Problem:
Please rewrite the items below with "out-of-focus bud" changed to "blurred bud" and everything else unchanged. Leave the pictures out.
..........
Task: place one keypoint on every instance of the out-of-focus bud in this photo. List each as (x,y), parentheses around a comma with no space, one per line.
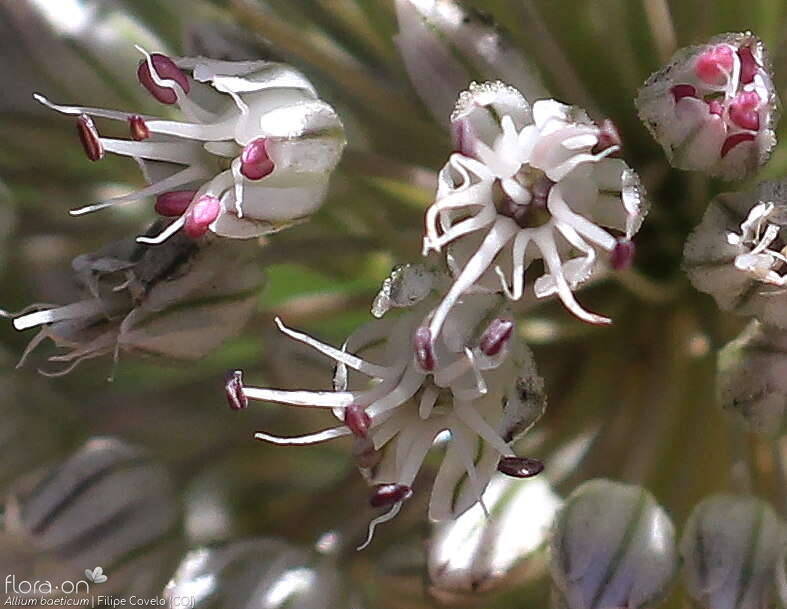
(714,108)
(108,509)
(613,547)
(737,253)
(179,300)
(730,548)
(474,554)
(263,572)
(752,378)
(446,45)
..........
Exercise response:
Task: place one keypoint on every instance of the blurred bud in this photo. List each as (x,y), parentheses around a comma with no space, one per line.
(714,108)
(108,509)
(613,547)
(737,253)
(179,300)
(730,548)
(474,554)
(263,572)
(752,378)
(446,45)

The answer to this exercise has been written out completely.